=== Text shown ===

Meigs, director of the Joint IED Defeat Organization within the Pentagon, received a budget of $3.5 billion last year and $4.5 billion this year. The money funds research, development and production of highly classified sensors and other electronics, and some of the IED training of troops.

Out here in Anbar province west of Baghdad, IEDs have been common killers, and soldiers and Marines tackle the problem with a kind of aggressive fatalism.

Midway through a recent patrol outside this Euphrates River town, a Marine sergeant spotted what appeared to be a freshly filled hole on the side of the road. He called a halt, Marines piled out of vehicles to provide security while one Marine whipped out a shovel and started digging. Three feet down, he concluded it was just a hole - not an IED.

Joseph Blei's experience was different. As he was at the wheel of an up-armored Humvee on a different security patrol, an IED detonated near his right front fender, blasting the hood, wheels and engine block into tangled wreckage, slamming turret gunner Jeremy Tinnel over onto his .50-caliber machine gun, and shoving the three-ton vehicle in a screeching skid through clouds of acrid smoke and debris.

"When we stopped sliding, everybody got out. That was pretty much it," shrugged Blei, a 19-year-old lance corporal from Philadelphia, a day after the incident. For Cpl. Daniel Smith, the third Marine in the Humvee, it was the second IED strike he had survived in three months.

=== Dataset content ===

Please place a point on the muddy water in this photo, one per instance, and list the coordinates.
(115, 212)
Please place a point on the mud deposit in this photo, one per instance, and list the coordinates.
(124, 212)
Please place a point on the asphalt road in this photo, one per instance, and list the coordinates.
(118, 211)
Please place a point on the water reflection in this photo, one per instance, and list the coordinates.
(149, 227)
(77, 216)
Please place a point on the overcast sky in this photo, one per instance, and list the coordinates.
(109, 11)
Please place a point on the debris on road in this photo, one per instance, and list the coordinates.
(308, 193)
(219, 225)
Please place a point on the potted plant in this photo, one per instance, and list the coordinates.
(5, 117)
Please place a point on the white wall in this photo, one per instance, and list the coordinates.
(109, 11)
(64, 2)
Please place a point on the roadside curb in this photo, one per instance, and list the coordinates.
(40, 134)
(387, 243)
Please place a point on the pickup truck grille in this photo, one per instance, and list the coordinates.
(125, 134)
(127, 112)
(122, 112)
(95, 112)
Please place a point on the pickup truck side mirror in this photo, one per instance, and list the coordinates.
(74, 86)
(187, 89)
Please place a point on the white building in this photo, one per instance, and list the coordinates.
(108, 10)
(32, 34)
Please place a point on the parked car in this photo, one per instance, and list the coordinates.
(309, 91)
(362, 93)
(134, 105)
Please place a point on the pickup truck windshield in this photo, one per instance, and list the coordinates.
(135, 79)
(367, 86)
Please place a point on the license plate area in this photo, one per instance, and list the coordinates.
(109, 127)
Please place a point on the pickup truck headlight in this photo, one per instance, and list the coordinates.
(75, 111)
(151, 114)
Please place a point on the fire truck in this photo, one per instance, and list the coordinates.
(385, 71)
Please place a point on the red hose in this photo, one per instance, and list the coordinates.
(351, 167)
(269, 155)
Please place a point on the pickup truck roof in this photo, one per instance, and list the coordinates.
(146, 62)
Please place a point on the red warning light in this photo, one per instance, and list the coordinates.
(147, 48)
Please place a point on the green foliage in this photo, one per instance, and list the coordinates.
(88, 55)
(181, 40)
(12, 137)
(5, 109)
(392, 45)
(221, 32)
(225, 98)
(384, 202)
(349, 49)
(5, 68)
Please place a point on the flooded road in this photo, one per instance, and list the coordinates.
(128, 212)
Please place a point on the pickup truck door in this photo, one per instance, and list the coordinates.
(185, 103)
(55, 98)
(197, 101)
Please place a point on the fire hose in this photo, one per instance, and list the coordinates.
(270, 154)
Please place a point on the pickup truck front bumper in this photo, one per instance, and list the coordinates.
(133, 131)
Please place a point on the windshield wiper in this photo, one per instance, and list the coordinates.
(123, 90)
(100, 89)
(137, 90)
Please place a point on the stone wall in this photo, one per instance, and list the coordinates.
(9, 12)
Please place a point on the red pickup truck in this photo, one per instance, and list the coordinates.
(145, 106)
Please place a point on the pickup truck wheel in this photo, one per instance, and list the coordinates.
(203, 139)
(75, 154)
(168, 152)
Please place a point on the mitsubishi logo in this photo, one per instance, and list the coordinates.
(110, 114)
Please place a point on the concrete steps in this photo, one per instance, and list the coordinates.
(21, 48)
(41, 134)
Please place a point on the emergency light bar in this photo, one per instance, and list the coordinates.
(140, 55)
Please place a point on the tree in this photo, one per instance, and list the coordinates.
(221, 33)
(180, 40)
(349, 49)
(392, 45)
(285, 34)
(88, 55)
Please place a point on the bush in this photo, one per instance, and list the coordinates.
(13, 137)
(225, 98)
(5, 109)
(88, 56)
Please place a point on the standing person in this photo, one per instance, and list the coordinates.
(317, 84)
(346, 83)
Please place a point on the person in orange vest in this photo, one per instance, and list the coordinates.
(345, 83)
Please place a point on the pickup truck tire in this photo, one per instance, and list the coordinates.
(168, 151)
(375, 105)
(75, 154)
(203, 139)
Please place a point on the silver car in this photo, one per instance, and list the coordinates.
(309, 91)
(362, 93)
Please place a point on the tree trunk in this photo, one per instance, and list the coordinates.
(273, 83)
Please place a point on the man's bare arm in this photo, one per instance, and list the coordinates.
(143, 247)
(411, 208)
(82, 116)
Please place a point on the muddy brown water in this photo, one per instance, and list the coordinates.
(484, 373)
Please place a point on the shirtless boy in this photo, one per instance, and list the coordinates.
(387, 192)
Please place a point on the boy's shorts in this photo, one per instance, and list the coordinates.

===

Brief 1:
Reproduce the stretch of the excerpt about IEDs in Anbar from "Meigs, director of" through "not an IED.".
Brief 2:
Carry on the excerpt about IEDs in Anbar, picking up right after its final sentence.
The data items above are separate from the excerpt about IEDs in Anbar.

Written response 1:
Meigs, director of the Joint IED Defeat Organization within the Pentagon, received a budget of $3.5 billion last year and $4.5 billion this year. The money funds research, development and production of highly classified sensors and other electronics, and some of the IED training of troops.

Out here in Anbar province west of Baghdad, IEDs have been common killers, and soldiers and Marines tackle the problem with a kind of aggressive fatalism.

Midway through a recent patrol outside this Euphrates River town, a Marine sergeant spotted what appeared to be a freshly filled hole on the side of the road. He called a halt, Marines piled out of vehicles to provide security while one Marine whipped out a shovel and started digging. Three feet down, he concluded it was just a hole - not an IED.

Written response 2:
The heavy armor added to most Humvees in Iraq undoubtedly saved their lives.

Most Humvees originally deployed in Iraq had no armor, and troops commonly rode around with the doors taken off. But the Pentagon had to scramble to add armor after insurgents began planting relatively primitive bombs, often anti-personnel or anti-tank mines dug into the pavement and detonated by a pressure plate or by wire.

But insurgents responded to the newly armored vehicles by building bigger bombs, often wiring together several mines or artillery shells, detonated by more sophisticated firing devices. In August 2005, they blew up a 37-ton amphibious tractor, killing 14 Marines. At least three 70-ton Abrams M1A2 tanks have been disabled by IEDs.

Now the Army and Marines are buying 11,400 heavier vehicles with V-shaped hulls to deflect the force of blasts from beneath the vehicles. Total cost: $8.4 billion.

But some experts believe these "MRAPs" or Mine Resistant Ambush-Protected vehicles, are still vulnerable to a direct shot from the side and that ultimately, no armor is a perfect defense.

"I'm a tanker, and I know there's nothing you can't blow a hole through," said Col. David Hain, chief of staff for ARCENT-Forward, the Army's Middle East headquarters.

And insurgents in Iraq and increasingly in Afghanistan are using armor-piercing IEDs to attack heavily armored vehicles. Many of these simple devices are about the size of a coffee can with a disk at one end. Upon detonation, the disk is forged into a molten steel slug that burns through steel armor and explodes inside the vehicle with hundreds of lethal droplets of burning metal.

"Every time you add armor to a vehicle, it's very easy for the enemy to adapt," Meigs said.

Along with better armor, troops are being given flameproof jumpsuits, quick-release seatbelts and training on how to get out of an overturned vehicle quickly. In their final weeks of training before deployment, troops are taught to recognize the telltale signs of roadside IEDs: the plastic bag with an odd shape, a thin copper wire spooling away from a pile of trash, fresh scuff marks in the dirt where an IED might be planted.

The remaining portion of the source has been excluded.